* Document passage *

──────────

Wait, I thought of a better metaphor: Time and money are both like twin blue whales, hunted with the barbed harpoon of my jobs. Eh, kinda juvenile. Whatevs. I have no time or money! But back to my original point (I'll have you know that I just read about whales for an hour online because that is what I do. I innocently think about a topic and, enabled by the internet, I interrupt what I was doing and thinking and writing to read about random crap, like blue whales.) But yeah being sober has provided me with marginally more of each (time and money haha, you guys I am such a GOOD WRITER). Yesterday I reorganized my kitchen and my bathroom, I cleaned my apartment and decluttered a huge section of my life. No small feat for someone descended from pack rats.

And while all that sounds positively life affirming, being sober did absolutely nothing to prevent the following situation from happening to me.

After clearing out my kitchen I thought, I can do it all. Today. I never vacuum my car. It is kind of gross. But yesterday, high on dumping unnecessary crap, I decided to find one of those automatic vacuums that cost $1. So after I finish vacuuming my car from top to bottom (I was too late in some spots so my car will always carry the air of unvacuumed, or AOU) I felt even better and sat back in the driver's seat, ready to go home and enjoy a nice tall glass of wine water when I realized I couldn't find my keys. Thinking they could have fallen underneath the car, between the seats, inside a shopping bag I had in my car, near the vacuum somewhere, I essentially tore apart the car looking for the keys, panic rising. I had visions of tiny car wash gnomes mischievously sneaking into my car and swiping the keys for giggles and it hurt my feelings. So I had to call my parents, like a complete loser, to bring my extra set of house and car keys. When they arrived, after staying quiet about how slow their daughter is and helping me look even further, it occurred to me that perhaps my keys, like Phil Collins before them, against all odds had been sucked up in the vacuum? I was able to pry the container open and there they were, like tiny silver gemstones in a coal mine (?)! SOBRIETY.

Monday, April 23, 2012

I Never Wore Zubaz

Some observations that have occurred to me in the last, oh let's say, three hours.

──────────

* Extracted records *
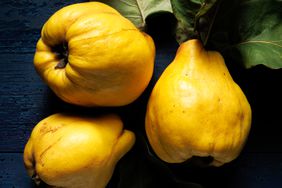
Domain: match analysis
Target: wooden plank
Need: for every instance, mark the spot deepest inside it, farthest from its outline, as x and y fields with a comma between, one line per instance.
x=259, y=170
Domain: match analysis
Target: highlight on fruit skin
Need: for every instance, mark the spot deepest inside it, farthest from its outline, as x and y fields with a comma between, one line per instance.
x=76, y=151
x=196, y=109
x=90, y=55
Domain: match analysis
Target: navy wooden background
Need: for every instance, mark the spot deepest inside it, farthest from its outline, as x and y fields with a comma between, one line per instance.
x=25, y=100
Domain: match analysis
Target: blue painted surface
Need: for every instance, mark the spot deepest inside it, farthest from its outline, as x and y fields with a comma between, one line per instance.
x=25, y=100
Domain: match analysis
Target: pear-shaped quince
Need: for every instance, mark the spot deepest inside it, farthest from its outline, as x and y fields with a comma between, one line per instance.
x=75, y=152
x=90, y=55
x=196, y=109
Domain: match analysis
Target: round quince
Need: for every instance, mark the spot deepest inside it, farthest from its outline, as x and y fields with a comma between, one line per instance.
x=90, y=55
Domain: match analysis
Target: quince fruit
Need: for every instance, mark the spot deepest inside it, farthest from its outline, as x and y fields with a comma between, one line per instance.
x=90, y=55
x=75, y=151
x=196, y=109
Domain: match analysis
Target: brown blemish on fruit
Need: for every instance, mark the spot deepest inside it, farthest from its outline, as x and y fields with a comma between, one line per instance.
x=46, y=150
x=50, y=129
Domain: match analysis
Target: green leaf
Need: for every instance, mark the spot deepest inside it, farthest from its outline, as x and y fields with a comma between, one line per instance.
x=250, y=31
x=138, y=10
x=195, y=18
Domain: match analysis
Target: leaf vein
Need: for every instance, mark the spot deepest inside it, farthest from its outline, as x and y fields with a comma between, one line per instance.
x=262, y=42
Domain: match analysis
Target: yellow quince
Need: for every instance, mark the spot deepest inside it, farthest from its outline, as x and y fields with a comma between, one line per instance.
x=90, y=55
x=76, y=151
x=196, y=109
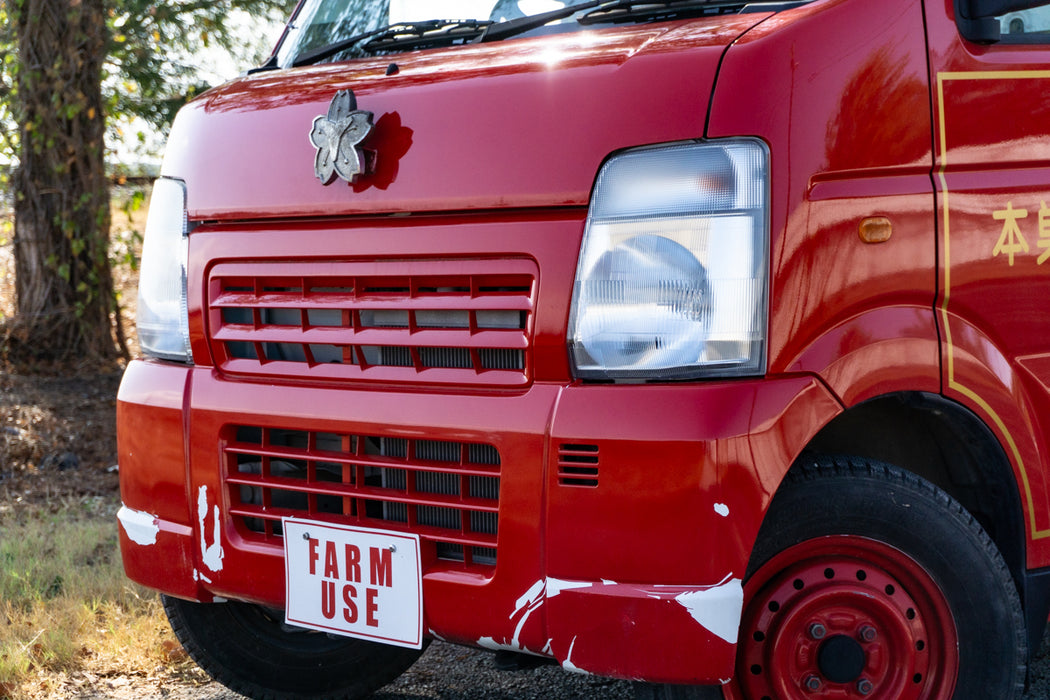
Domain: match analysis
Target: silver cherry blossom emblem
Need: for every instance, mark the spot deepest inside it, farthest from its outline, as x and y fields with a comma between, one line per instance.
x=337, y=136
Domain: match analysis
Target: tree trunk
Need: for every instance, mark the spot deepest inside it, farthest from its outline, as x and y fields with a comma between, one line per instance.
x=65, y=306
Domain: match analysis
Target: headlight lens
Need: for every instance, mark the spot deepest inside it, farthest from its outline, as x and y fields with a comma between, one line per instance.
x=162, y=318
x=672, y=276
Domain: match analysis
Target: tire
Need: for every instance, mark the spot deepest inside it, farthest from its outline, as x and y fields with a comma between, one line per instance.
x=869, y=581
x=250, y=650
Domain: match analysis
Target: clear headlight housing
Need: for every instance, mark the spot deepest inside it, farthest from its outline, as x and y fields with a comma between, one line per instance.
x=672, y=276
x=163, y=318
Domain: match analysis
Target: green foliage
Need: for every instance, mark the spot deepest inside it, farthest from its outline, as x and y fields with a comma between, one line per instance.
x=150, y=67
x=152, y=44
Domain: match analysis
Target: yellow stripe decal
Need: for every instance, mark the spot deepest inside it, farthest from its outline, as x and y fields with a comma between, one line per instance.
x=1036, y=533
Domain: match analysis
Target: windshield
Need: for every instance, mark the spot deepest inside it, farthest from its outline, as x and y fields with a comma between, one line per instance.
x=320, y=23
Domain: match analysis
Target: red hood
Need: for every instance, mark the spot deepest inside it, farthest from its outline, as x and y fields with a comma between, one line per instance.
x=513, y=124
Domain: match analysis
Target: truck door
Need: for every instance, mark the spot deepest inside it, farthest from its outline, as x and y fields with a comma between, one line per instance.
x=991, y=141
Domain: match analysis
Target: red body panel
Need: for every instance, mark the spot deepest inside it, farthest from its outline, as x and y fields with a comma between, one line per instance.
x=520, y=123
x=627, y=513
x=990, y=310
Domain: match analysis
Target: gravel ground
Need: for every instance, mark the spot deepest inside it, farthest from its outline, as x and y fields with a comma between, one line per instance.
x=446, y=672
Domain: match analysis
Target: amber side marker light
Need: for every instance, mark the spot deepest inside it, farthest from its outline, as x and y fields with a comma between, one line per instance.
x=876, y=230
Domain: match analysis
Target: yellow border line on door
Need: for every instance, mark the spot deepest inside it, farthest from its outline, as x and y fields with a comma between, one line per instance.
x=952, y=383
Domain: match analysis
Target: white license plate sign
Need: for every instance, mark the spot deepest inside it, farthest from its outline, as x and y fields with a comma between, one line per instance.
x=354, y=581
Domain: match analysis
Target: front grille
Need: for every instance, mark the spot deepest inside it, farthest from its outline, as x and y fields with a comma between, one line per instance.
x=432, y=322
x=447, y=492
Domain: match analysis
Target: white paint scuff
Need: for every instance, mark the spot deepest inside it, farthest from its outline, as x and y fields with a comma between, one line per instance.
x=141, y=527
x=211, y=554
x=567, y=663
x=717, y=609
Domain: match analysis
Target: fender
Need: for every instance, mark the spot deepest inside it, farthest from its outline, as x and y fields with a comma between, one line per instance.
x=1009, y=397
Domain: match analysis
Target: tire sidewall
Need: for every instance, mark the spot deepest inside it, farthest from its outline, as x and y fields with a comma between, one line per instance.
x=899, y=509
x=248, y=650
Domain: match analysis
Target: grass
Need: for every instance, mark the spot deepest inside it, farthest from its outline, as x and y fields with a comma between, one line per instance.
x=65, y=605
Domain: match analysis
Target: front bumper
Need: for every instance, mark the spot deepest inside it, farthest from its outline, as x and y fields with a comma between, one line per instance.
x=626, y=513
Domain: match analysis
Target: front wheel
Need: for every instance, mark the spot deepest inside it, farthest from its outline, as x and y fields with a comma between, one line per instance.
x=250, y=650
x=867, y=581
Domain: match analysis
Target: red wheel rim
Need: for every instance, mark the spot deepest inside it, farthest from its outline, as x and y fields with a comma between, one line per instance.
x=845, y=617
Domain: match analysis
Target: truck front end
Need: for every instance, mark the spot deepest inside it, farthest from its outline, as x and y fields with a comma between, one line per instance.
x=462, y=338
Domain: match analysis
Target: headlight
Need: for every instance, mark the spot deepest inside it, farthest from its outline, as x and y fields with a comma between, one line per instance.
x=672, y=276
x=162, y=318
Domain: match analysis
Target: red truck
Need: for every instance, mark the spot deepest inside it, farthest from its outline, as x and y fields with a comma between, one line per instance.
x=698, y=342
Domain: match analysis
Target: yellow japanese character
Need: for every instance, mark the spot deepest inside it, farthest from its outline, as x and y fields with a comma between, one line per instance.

──────────

* Instructions *
A. Decide whether each statement agrees with the blog post, answering yes or no and quoting the words that settle it: (i) The writer reorganized the kitchen and the bathroom yesterday. (ii) The automatic vacuum cost $5. (iii) The keys turned up underneath the car.
B. Return the stretch of the blog post from "Wait, I thought" through "from pack rats.", copied word for word.
These records were drawn from a separate source.

* List of solutions *
A.
(i) Yes: "Yesterday I reorganized my kitchen and my bathroom"
(ii) No: "one of those automatic vacuums that cost $1"
(iii) No: "I was able to pry the container open and there they were"

B.
Wait, I thought of a better metaphor: Time and money are both like twin blue whales, hunted with the barbed harpoon of my jobs. Eh, kinda juvenile. Whatevs. I have no time or money! But back to my original point (I'll have you know that I just read about whales for an hour online because that is what I do. I innocently think about a topic and, enabled by the internet, I interrupt what I was doing and thinking and writing to read about random crap, like blue whales.) But yeah being sober has provided me with marginally more of each (time and money haha, you guys I am such a GOOD WRITER). Yesterday I reorganized my kitchen and my bathroom, I cleaned my apartment and decluttered a huge section of my life. No small feat for someone descended from pack rats.